**Required action:**
Among the lines below, restate word for word only those from the line with "Target: gray hair" through the line with "The service SHOULD locate every instance of the ristorante", with both end lines kept.

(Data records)

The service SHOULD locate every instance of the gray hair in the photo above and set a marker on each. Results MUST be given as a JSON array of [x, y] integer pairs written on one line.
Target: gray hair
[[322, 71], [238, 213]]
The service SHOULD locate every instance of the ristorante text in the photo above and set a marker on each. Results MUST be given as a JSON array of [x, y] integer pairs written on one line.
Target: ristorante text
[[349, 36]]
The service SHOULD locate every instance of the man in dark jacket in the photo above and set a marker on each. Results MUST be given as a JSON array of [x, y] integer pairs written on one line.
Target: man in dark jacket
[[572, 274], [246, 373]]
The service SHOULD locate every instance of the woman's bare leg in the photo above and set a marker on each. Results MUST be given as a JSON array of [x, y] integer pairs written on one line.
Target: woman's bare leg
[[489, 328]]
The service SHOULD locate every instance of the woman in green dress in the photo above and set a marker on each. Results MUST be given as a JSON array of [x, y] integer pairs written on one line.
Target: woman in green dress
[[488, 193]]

**Exercise output:**
Target: gray hair
[[322, 71], [238, 213]]
The service SHOULD locate every instance of the ristorante text in the photo above and set a marker on each. Results MUST be given as a JSON array of [x, y] integer pairs written on one line.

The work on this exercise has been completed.